* _Aim_
Each line that follows is to be retyped exactly.

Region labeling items
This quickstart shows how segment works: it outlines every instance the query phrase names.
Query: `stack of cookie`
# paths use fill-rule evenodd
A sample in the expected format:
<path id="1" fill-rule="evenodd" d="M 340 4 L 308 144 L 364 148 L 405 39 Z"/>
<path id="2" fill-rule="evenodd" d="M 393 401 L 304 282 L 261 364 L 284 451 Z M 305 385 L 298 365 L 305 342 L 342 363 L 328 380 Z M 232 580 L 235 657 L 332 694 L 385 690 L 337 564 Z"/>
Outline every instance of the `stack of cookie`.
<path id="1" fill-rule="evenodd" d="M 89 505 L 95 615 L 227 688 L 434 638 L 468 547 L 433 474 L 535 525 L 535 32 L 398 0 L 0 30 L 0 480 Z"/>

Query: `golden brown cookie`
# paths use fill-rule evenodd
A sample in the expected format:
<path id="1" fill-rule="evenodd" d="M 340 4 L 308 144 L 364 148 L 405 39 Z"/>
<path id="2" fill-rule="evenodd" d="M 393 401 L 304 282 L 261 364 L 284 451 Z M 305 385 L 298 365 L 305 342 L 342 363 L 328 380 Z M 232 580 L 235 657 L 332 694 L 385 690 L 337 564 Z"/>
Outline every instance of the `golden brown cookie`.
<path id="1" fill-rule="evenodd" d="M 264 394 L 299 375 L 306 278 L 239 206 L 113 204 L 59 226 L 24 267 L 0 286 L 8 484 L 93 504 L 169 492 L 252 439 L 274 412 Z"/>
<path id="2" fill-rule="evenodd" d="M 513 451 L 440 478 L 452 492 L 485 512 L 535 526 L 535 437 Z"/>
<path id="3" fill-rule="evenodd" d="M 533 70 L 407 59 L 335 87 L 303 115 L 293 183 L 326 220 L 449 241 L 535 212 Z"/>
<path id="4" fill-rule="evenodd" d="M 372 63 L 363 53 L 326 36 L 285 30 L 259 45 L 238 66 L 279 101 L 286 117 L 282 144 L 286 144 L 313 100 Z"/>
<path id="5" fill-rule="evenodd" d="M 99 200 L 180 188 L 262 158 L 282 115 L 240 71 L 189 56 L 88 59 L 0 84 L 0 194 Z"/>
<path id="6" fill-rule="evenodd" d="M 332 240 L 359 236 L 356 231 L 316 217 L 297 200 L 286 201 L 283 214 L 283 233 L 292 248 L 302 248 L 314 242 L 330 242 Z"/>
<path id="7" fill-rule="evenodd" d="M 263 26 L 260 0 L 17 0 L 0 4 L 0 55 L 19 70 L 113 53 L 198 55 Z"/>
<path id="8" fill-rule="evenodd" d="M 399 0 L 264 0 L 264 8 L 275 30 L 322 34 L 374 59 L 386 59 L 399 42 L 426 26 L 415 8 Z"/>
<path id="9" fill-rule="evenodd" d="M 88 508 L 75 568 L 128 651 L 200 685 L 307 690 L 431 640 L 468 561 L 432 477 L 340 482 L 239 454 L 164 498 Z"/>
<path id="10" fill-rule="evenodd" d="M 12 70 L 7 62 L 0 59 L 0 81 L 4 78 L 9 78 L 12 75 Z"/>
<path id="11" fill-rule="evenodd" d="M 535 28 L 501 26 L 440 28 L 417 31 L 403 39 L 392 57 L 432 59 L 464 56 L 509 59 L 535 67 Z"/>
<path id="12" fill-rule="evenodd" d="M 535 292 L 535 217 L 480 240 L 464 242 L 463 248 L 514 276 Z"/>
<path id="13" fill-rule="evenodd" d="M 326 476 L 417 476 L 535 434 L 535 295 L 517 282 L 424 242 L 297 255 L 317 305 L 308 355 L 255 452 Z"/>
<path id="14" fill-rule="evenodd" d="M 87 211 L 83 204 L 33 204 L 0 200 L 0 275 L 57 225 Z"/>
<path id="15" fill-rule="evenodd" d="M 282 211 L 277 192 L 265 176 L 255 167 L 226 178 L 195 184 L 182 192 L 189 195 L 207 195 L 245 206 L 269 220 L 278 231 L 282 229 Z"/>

* _Result of this exercise_
This quickstart shows how segment works: it outlines every instance the query phrase names.
Query: `stack of cookie`
# paths use fill-rule evenodd
A sample in the expected format:
<path id="1" fill-rule="evenodd" d="M 340 4 L 308 144 L 364 148 L 405 39 Z"/>
<path id="2" fill-rule="evenodd" d="M 393 401 L 304 282 L 261 364 L 284 451 Z M 305 385 L 298 365 L 305 342 L 342 363 L 328 380 Z M 232 580 L 235 657 L 332 694 L 385 690 L 337 564 Z"/>
Outline every instance of the `stack of cookie`.
<path id="1" fill-rule="evenodd" d="M 89 505 L 95 615 L 227 688 L 434 638 L 468 547 L 433 474 L 535 525 L 535 32 L 398 0 L 0 30 L 0 480 Z"/>

Query: `golden brown cookie`
# paths use fill-rule evenodd
A sample in the expected format:
<path id="1" fill-rule="evenodd" d="M 340 4 L 308 144 L 364 148 L 405 39 Z"/>
<path id="2" fill-rule="evenodd" d="M 393 401 L 304 282 L 261 364 L 284 451 Z M 305 385 L 298 365 L 305 342 L 342 363 L 328 380 Z M 232 580 L 235 657 L 332 694 L 385 690 L 337 564 Z"/>
Outline every instance of the `golden brown cookie`.
<path id="1" fill-rule="evenodd" d="M 264 394 L 299 375 L 306 278 L 239 206 L 113 204 L 59 226 L 24 267 L 0 286 L 8 484 L 93 504 L 169 492 L 252 439 L 274 412 Z"/>
<path id="2" fill-rule="evenodd" d="M 513 451 L 440 478 L 452 492 L 485 512 L 535 526 L 535 437 Z"/>
<path id="3" fill-rule="evenodd" d="M 533 70 L 407 59 L 335 87 L 303 115 L 293 183 L 326 220 L 449 241 L 535 212 Z"/>
<path id="4" fill-rule="evenodd" d="M 372 63 L 363 53 L 326 36 L 285 30 L 259 45 L 238 66 L 279 101 L 286 117 L 282 144 L 286 144 L 313 100 Z"/>
<path id="5" fill-rule="evenodd" d="M 99 200 L 180 188 L 262 158 L 282 115 L 240 71 L 189 56 L 88 59 L 0 84 L 0 194 Z"/>
<path id="6" fill-rule="evenodd" d="M 332 240 L 359 236 L 356 231 L 316 217 L 297 200 L 286 201 L 283 214 L 283 233 L 292 248 L 302 248 L 314 242 L 330 242 Z"/>
<path id="7" fill-rule="evenodd" d="M 263 26 L 260 0 L 17 0 L 0 4 L 0 55 L 19 70 L 113 53 L 198 55 Z"/>
<path id="8" fill-rule="evenodd" d="M 399 0 L 264 0 L 264 8 L 275 30 L 322 34 L 374 59 L 386 59 L 399 42 L 426 26 L 415 8 Z"/>
<path id="9" fill-rule="evenodd" d="M 88 508 L 75 568 L 128 651 L 200 685 L 307 690 L 431 640 L 468 561 L 432 477 L 340 482 L 239 454 L 164 498 Z"/>
<path id="10" fill-rule="evenodd" d="M 12 70 L 7 62 L 0 59 L 0 81 L 4 78 L 9 78 L 12 75 Z"/>
<path id="11" fill-rule="evenodd" d="M 535 28 L 501 26 L 440 28 L 417 31 L 403 39 L 392 57 L 432 59 L 464 56 L 509 59 L 535 67 Z"/>
<path id="12" fill-rule="evenodd" d="M 535 292 L 535 217 L 480 240 L 464 242 L 463 248 L 514 276 Z"/>
<path id="13" fill-rule="evenodd" d="M 326 476 L 417 476 L 535 434 L 535 295 L 517 282 L 424 242 L 297 255 L 317 305 L 308 355 L 255 452 Z"/>
<path id="14" fill-rule="evenodd" d="M 87 211 L 83 204 L 33 204 L 0 200 L 0 275 L 57 225 Z"/>
<path id="15" fill-rule="evenodd" d="M 282 211 L 277 192 L 265 176 L 255 167 L 226 178 L 195 184 L 182 192 L 189 195 L 207 195 L 245 206 L 269 220 L 278 231 L 282 229 Z"/>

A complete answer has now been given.